(Source records)
= Beginning of Section =

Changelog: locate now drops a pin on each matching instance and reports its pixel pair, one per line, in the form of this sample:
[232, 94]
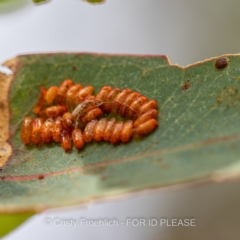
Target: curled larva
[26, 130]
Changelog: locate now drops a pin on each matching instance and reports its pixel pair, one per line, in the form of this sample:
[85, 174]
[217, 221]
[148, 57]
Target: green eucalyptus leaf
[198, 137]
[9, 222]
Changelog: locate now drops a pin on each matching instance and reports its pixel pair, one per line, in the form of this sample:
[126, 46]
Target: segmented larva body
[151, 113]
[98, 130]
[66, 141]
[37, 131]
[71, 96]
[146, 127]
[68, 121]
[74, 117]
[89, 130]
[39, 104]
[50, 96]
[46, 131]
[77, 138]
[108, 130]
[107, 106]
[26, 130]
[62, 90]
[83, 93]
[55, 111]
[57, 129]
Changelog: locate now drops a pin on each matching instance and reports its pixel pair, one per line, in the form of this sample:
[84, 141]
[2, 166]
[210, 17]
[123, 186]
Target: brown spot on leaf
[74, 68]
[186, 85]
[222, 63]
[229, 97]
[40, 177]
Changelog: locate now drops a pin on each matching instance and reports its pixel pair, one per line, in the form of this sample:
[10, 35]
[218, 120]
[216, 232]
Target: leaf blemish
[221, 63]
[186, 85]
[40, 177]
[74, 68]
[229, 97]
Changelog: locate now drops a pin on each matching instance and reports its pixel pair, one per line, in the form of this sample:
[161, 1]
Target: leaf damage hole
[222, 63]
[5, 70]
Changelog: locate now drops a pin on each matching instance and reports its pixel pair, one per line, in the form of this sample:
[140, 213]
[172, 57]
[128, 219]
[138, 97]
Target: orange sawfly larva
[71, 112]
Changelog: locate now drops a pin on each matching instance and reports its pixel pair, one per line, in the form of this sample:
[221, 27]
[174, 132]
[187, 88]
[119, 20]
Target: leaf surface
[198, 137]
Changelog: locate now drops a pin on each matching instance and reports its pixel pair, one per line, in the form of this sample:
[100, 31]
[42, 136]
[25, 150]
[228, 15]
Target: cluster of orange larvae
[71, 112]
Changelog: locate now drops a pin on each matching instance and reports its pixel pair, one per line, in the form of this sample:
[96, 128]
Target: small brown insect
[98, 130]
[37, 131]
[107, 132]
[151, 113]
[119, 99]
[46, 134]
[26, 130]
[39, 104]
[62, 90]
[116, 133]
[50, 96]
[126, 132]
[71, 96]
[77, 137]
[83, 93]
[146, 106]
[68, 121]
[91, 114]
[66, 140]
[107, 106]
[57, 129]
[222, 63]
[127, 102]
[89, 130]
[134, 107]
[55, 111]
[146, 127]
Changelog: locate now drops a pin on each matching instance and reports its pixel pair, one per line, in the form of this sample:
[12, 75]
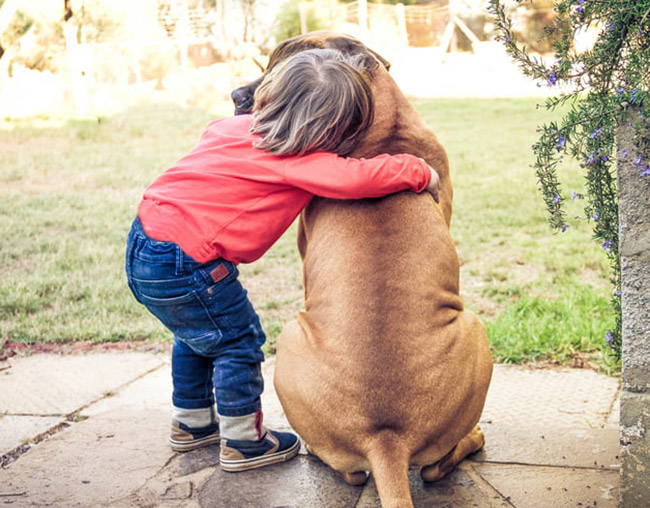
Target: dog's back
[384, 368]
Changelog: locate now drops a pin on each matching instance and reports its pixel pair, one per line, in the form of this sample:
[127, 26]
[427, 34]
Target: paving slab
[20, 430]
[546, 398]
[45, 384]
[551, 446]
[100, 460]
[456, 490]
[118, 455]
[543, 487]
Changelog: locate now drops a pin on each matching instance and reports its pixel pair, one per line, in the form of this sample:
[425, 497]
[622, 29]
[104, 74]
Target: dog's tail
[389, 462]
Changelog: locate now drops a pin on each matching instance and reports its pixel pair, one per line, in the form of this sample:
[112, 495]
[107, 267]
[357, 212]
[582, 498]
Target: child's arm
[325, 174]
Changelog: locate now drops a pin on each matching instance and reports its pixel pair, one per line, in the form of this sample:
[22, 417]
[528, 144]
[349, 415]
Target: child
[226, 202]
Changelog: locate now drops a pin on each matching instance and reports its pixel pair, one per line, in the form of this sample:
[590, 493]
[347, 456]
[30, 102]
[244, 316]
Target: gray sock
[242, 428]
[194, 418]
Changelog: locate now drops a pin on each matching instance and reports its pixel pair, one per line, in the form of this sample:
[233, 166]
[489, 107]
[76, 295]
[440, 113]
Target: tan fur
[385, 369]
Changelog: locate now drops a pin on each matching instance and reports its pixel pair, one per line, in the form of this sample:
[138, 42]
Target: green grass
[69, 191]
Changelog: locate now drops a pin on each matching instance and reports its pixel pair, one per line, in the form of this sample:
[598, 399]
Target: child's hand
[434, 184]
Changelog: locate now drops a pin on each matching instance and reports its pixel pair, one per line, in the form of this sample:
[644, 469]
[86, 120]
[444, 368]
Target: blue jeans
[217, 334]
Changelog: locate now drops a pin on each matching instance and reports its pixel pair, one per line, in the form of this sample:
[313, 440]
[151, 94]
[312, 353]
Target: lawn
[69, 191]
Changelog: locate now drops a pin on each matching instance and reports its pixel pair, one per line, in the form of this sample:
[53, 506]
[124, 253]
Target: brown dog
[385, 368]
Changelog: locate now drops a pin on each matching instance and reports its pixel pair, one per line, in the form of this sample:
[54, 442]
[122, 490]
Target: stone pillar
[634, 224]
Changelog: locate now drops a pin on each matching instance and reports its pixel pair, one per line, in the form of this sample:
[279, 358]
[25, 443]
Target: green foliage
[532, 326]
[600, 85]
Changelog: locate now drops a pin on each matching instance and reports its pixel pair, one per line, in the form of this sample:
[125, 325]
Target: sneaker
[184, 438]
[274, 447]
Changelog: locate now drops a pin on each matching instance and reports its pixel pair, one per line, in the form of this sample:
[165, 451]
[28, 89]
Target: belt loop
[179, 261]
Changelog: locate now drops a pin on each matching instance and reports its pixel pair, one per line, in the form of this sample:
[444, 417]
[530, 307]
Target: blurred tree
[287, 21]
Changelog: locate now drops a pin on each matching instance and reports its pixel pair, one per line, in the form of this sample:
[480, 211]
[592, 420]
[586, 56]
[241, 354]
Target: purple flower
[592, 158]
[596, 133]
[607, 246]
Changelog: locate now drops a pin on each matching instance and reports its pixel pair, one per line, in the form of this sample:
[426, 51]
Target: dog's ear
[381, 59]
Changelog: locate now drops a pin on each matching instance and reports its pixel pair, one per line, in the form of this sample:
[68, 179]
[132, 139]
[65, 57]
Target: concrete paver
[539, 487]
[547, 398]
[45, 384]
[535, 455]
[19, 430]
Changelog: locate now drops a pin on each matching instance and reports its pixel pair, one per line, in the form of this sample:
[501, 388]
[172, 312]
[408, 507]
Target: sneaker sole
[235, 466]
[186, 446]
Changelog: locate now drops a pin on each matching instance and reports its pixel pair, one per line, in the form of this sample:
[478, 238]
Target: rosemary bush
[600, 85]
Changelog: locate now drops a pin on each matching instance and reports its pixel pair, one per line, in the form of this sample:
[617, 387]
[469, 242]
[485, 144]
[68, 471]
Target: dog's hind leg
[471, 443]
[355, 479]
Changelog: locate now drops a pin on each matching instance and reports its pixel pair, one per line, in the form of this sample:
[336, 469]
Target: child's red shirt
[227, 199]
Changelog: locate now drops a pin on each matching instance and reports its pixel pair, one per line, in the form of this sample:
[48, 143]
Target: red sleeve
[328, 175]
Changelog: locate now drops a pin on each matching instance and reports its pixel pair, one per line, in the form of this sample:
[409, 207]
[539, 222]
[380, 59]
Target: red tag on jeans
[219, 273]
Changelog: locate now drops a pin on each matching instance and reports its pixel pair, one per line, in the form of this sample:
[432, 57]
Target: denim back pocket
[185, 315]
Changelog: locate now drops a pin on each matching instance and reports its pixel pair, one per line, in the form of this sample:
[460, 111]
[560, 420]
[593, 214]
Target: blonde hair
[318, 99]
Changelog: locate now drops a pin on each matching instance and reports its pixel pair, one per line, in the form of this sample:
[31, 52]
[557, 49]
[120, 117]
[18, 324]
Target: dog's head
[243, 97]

= End of Section =

## Your task
This exercise calls for a verbatim output of the entries, pictures omitted.

## Response area
Changelog: locate now drops a pin on each matching instance and reports its pixel pair, one per line, in the form of this sample:
[232, 94]
Target: curled larva
[26, 130]
Changelog: locate now drops a pin on each matching instance and reports its pixel pair, one per line, in the form of this sample:
[85, 174]
[217, 221]
[148, 57]
Target: green eucalyptus leaf
[198, 137]
[9, 222]
Changelog: locate now drops a pin on each matching instance and reports its pixel pair, one per line, in the form of this sample:
[126, 46]
Target: segmented larva body
[151, 113]
[98, 130]
[66, 141]
[37, 131]
[71, 96]
[146, 127]
[68, 121]
[74, 117]
[89, 130]
[39, 104]
[50, 96]
[46, 131]
[77, 138]
[108, 130]
[107, 106]
[26, 130]
[62, 90]
[83, 93]
[55, 111]
[57, 129]
Changelog: locate now drops a pin on each matching instance and reports its pixel pair, one per line, in the form of this sample:
[84, 141]
[2, 166]
[210, 17]
[123, 186]
Target: brown spot on leaf
[74, 68]
[186, 85]
[222, 63]
[229, 97]
[40, 177]
Changelog: locate now drops a pin on each matching instance and reports its pixel pair, one per line, in the form of this sample:
[10, 35]
[218, 120]
[216, 232]
Target: leaf blemish
[221, 63]
[186, 85]
[40, 177]
[74, 68]
[229, 97]
Changelog: locate now drops a pin on each matching instance and reports its pixel pair, one per line, in the form of this sample:
[161, 1]
Target: leaf damage hole
[222, 63]
[5, 70]
Changelog: locate now drops a pin on each matching instance and reports its pixel pair, one per line, in the form of this sample:
[140, 213]
[172, 57]
[128, 219]
[138, 97]
Target: orange sawfly larva
[71, 112]
Changelog: locate now drops a pin on each matching instance and reports its pixel pair, one per line, in the form of this sample:
[221, 27]
[174, 132]
[187, 88]
[119, 20]
Target: leaf surface
[198, 137]
Changelog: locate now drops a pin on each matching instance and reports its pixel pair, one per line, in the form of this sample:
[100, 31]
[42, 136]
[25, 150]
[228, 15]
Target: cluster of orange larvae
[71, 112]
Changelog: locate now drops a pin on each matching instance and reports its pixel pair, one per line, in the form of this sample:
[96, 128]
Target: small brown insect
[98, 130]
[37, 131]
[107, 132]
[151, 113]
[119, 99]
[46, 134]
[26, 130]
[39, 104]
[62, 90]
[116, 133]
[50, 96]
[126, 132]
[71, 96]
[77, 137]
[83, 93]
[146, 106]
[68, 121]
[91, 114]
[66, 140]
[107, 106]
[57, 129]
[222, 63]
[127, 102]
[89, 130]
[134, 107]
[55, 111]
[146, 127]
Changelog: locate now drops a pin on each matching instance and reports its pixel pair, one per line, in the form of this sample:
[12, 75]
Target: dog's back
[384, 368]
Changelog: locate now drops a pin on each matching instance and reports its pixel pair, one per line, in the form of this sample:
[127, 26]
[427, 34]
Target: paving slab
[20, 430]
[546, 398]
[45, 384]
[551, 446]
[100, 460]
[456, 490]
[118, 455]
[543, 487]
Changelog: locate now drops a pin on each matching instance and reports its pixel pair, one per line, in the form of this sample:
[425, 497]
[622, 29]
[104, 74]
Target: dog's tail
[389, 462]
Changelog: locate now drops a pin on each matching instance and reports its pixel pair, one per line, in the form of this sample:
[112, 495]
[107, 267]
[357, 212]
[582, 498]
Target: child's arm
[325, 174]
Changelog: locate now drops a pin on each matching instance and reports its pixel pair, one per line, in the form of this sample:
[22, 417]
[528, 144]
[349, 415]
Target: child
[226, 202]
Changelog: locate now drops a pin on each matching instance and reports its pixel pair, one per line, in the form of this sample:
[590, 493]
[347, 456]
[30, 102]
[244, 316]
Target: gray sock
[242, 428]
[194, 418]
Changelog: locate now drops a pin on each matching instance and reports its pixel pair, one per line, in the form of this sample:
[233, 166]
[489, 107]
[76, 295]
[440, 113]
Target: tan fur
[385, 369]
Changelog: locate now drops a pin on each matching instance and reports its pixel pair, one per line, in the form of this sample:
[138, 42]
Target: green grass
[69, 191]
Changelog: locate now drops a pin on each matching instance and reports its pixel pair, one per line, in the form of this sample:
[598, 399]
Target: child's hand
[434, 184]
Changelog: locate now drops a pin on each matching instance and reports its pixel pair, one per line, in the form of this sample:
[644, 469]
[86, 120]
[444, 368]
Target: blue jeans
[217, 334]
Changelog: locate now drops a pin on each matching instance and reports its pixel pair, one per line, in the form of this sample:
[313, 440]
[151, 94]
[312, 353]
Target: lawn
[69, 191]
Changelog: locate now drops a pin on each matching instance and reports its pixel pair, one per line, in the form of this sample:
[53, 506]
[124, 253]
Target: brown dog
[385, 368]
Changelog: locate now drops a pin on each matching instance and reports its pixel pair, one per line, in the form of this sample:
[54, 442]
[122, 490]
Target: stone pillar
[634, 224]
Changelog: locate now drops a pin on each matching instance and reports its pixel pair, one per line, in the form of this sample:
[279, 358]
[25, 443]
Target: green foliage
[532, 326]
[600, 85]
Changelog: locate now drops a pin on each matching instance and reports its pixel pair, one per line, in the form of this sample:
[125, 325]
Target: sneaker
[184, 438]
[274, 447]
Changelog: locate now drops a pin on each matching instance and reports its pixel pair, one per line, in the form of this sample:
[165, 451]
[28, 89]
Target: belt loop
[179, 261]
Changelog: locate now drops a pin on each matching instance and reports its pixel pair, one per line, in the form of this sample:
[444, 417]
[530, 307]
Target: blurred tree
[287, 21]
Changelog: locate now drops a pin on each matching instance and reports its pixel pair, one per line, in the form of this sample:
[480, 211]
[592, 420]
[586, 56]
[241, 354]
Target: purple flower
[592, 158]
[596, 133]
[607, 246]
Changelog: locate now drops a pin on each matching instance and reports its pixel pair, one per line, in the form of this sample:
[426, 51]
Target: dog's ear
[381, 59]
Changelog: locate now drops a pin on each matching instance and reports its pixel pair, one per line, in the form of this sample:
[68, 179]
[132, 139]
[65, 57]
Target: concrete paver
[539, 487]
[547, 398]
[45, 384]
[535, 455]
[19, 430]
Changelog: locate now drops a pin on each matching instance and reports its pixel pair, one per line, in the form of this sample:
[501, 388]
[172, 312]
[408, 507]
Target: sneaker sole
[235, 466]
[186, 446]
Changelog: locate now drops a pin on each matching instance and reports its pixel pair, one per line, in the form of this sample:
[478, 238]
Target: rosemary bush
[600, 85]
Changelog: locate now drops a pin on each matching instance and reports its pixel pair, one per line, in the form of this sample:
[617, 387]
[469, 242]
[485, 144]
[68, 471]
Target: dog's hind leg
[471, 443]
[355, 479]
Changelog: locate now drops a pin on each matching instance and reports its pixel pair, one per line, in the form of this sample:
[336, 469]
Target: child's red shirt
[227, 199]
Changelog: locate now drops a pin on each matching instance and reports its pixel pair, one per line, in the form of this sample:
[48, 143]
Target: red sleeve
[328, 175]
Changelog: locate now drops a pin on each matching instance and reports its pixel pair, one per line, in the form of this sample:
[409, 207]
[539, 222]
[380, 59]
Target: red tag on jeans
[219, 273]
Changelog: locate now drops a pin on each matching instance and reports its pixel pair, one per line, in the form of this sample:
[432, 57]
Target: denim back pocket
[185, 315]
Changelog: locate now drops a pin on each matching instance and reports its pixel pair, one per line, in the form of this sample:
[460, 111]
[560, 420]
[593, 214]
Target: blonde hair
[318, 99]
Changelog: locate now drops a pin on each matching instance and reports its pixel pair, one per line, in the form of this sample:
[31, 52]
[557, 49]
[120, 117]
[18, 324]
Target: dog's head
[243, 97]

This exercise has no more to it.